- _The request_
Lay out the entries below as a two-column CSV with the header names text and answer. Give one row per entry, putting its text and its answer each in a single quoted field and turning any line breaks into spaces.
----------------
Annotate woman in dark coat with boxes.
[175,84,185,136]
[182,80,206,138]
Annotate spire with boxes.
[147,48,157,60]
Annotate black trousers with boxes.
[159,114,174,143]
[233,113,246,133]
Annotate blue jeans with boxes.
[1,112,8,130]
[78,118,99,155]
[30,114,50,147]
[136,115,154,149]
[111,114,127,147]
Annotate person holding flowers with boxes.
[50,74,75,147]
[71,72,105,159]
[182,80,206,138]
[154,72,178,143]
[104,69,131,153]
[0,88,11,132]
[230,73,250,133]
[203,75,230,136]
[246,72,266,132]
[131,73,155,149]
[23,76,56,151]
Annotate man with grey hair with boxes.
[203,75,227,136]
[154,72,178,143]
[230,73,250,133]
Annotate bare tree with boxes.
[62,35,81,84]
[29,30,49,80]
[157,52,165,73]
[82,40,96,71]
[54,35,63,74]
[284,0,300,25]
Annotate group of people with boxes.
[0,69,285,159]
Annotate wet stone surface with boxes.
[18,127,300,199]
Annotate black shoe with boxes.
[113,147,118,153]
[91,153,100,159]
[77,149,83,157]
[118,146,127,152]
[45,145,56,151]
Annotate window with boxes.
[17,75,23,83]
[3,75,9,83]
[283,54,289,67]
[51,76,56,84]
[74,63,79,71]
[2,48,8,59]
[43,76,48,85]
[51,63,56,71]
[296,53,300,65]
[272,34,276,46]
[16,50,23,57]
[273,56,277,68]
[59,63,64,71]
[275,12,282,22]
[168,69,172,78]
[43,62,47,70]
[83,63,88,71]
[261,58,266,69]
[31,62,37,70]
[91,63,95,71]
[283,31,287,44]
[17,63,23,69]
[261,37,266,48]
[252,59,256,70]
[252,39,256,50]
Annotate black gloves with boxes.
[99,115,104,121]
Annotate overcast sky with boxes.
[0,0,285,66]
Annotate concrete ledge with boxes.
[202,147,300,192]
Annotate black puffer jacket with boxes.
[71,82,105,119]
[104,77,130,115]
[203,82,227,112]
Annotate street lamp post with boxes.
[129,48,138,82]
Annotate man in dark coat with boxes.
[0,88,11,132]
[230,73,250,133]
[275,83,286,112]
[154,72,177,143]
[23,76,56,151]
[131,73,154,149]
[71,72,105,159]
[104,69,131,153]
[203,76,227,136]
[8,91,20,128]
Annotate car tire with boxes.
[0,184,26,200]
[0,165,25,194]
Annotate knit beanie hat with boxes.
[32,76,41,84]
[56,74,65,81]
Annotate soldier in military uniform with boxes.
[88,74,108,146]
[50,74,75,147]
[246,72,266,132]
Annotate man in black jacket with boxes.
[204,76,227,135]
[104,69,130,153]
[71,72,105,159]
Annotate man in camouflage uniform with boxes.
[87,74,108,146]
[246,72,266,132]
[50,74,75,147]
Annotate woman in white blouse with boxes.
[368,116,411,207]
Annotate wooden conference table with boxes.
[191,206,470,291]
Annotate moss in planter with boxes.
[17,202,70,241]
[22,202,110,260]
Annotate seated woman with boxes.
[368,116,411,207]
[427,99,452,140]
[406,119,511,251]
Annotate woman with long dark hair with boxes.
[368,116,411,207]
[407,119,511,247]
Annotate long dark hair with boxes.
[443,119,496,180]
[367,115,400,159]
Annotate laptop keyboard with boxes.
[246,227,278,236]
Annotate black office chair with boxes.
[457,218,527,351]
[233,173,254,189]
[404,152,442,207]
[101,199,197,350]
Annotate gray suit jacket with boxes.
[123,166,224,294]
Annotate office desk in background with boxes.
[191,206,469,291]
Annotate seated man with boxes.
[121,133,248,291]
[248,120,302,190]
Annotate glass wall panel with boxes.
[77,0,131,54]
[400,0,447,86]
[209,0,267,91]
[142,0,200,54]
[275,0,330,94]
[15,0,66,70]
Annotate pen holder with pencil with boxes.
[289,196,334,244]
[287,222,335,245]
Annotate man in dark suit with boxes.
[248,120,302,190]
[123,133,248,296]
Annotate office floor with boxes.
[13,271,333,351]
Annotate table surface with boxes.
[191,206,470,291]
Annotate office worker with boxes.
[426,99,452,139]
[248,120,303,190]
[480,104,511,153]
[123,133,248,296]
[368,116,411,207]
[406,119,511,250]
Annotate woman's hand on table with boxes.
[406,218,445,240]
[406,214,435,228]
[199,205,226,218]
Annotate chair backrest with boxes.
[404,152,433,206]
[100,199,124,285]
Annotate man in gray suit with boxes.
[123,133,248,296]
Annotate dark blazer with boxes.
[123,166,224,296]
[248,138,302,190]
----------------
- _Response to this exercise_
text,answer
"Annotate woman in dark coat with boxes.","[175,84,185,136] [182,80,206,138]"
"Annotate spire with boxes.","[147,48,157,60]"
"Annotate black trousers with boxes.","[159,114,174,143] [233,113,246,133]"
"Annotate blue jeans with boxes.","[1,112,8,130] [78,118,99,155] [30,114,50,147] [136,115,154,149] [111,114,127,147]"
"Annotate person holding flowers with boxes.","[50,74,75,147] [71,72,105,159] [182,80,206,138] [154,72,178,143] [104,69,131,153] [0,88,11,132] [230,73,250,133] [203,75,230,136] [246,72,266,132] [131,73,155,149] [23,76,56,151]"
"Annotate man with grey hair with boxes.","[203,75,227,136] [154,72,178,143] [230,73,250,133]"
"Annotate bare tree with boxes.","[62,35,81,84] [29,30,49,80] [157,52,165,73] [82,40,96,71] [54,35,63,74] [284,0,300,25]"
"Annotate group of people with boxes.","[0,69,285,159]"
"Annotate wet stone surface with boxes.","[18,127,300,199]"
"Annotate black shoe with boxes.","[113,147,118,153] [91,153,100,159] [77,149,83,157] [118,146,127,152] [45,145,56,151]"
"Annotate window with boxes.","[17,75,23,83] [3,75,9,83] [283,54,289,67] [51,76,56,84] [74,63,79,71] [2,48,8,59] [43,76,48,85] [51,63,56,71] [296,53,300,65] [272,34,276,46] [16,50,23,57] [273,56,277,68] [59,63,64,71] [275,12,282,22] [168,69,172,78] [43,62,47,70] [83,63,88,71] [261,58,266,69] [31,62,37,70] [91,63,95,71] [283,31,287,44] [17,63,23,69] [261,37,266,48] [252,59,256,70] [252,39,256,50]"
"Annotate black gloves with boxes.","[99,115,104,121]"
"Annotate overcast sky with boxes.","[0,0,285,66]"
"Annotate concrete ledge with boxes.","[202,147,300,192]"
"Annotate black puffer jacket with boxes.","[71,82,105,119] [104,77,130,115] [203,82,227,112]"
"Annotate street lamp post with boxes.","[129,48,138,82]"
"Annotate man in dark coat with boxes.","[0,88,11,132] [230,73,250,133] [275,83,286,112] [154,72,177,143] [23,76,56,151] [131,73,154,149] [71,72,105,159] [104,69,131,153] [203,76,227,136] [8,91,20,128]"
"Annotate car tire with boxes.","[0,184,26,200] [0,165,25,194]"
"Annotate knit beanie hat with boxes.","[32,76,41,84] [56,74,65,81]"
"Annotate soldier in military uniform with boxes.","[88,74,108,146] [50,74,75,147] [246,72,266,132]"
"Annotate man in black jacket with boxes.","[204,76,227,135] [104,69,130,153] [71,72,105,159]"
"Annotate man in camouflage uniform with boxes.","[87,74,108,146] [246,72,266,132] [50,74,75,147]"
"Annotate woman in white blouse with boxes.","[368,116,411,207]"
"Annotate wooden conference table with boxes.","[191,206,470,291]"
"Annotate moss in planter with boxes.","[17,202,70,241] [22,202,110,260]"
"Annotate seated woman with boxes.","[368,116,411,207] [427,99,452,140] [406,119,511,251]"
"Annotate woman with long dark hair with boxes.","[368,116,411,207] [407,119,511,247]"
"Annotate long dark hair with boxes.","[443,119,496,180] [367,115,400,159]"
"Annotate laptop keyboard with boxes.","[246,227,278,236]"
"Annotate black office chair with boxes.","[457,218,527,351] [233,173,254,189] [404,152,442,207] [101,199,197,350]"
"Annotate gray suit jacket with boxes.","[123,166,224,294]"
"Annotate office desk in background with boxes.","[191,206,469,291]"
"Annotate seated man with boxes.","[121,133,248,291] [248,120,302,190]"
"Annotate glass wall panel with boxes.","[77,0,131,54] [400,0,447,86] [209,0,267,91] [142,0,200,54] [275,0,330,94] [15,0,66,70]"
"Annotate pen holder with pencil with boxes.","[289,196,334,244] [287,222,335,245]"
"Annotate man in dark suit with boxes.","[248,120,302,190] [123,133,248,296]"
"Annotate office floor with boxes.","[13,271,333,351]"
"Annotate table surface with boxes.","[191,206,470,291]"
"Annotate office worker with boxes.","[426,99,452,139] [248,120,303,190] [480,104,511,153] [123,133,248,296] [368,116,411,207] [406,119,511,250]"
"Annotate woman's hand on table with boxes.","[406,218,445,240] [406,214,435,228] [199,205,226,218]"
"Annotate chair backrest with boxes.","[404,152,433,206] [100,199,124,285]"
"Annotate man in gray suit with boxes.","[123,133,248,296]"
"Annotate dark blazer with boxes.","[123,166,224,296] [248,138,302,190]"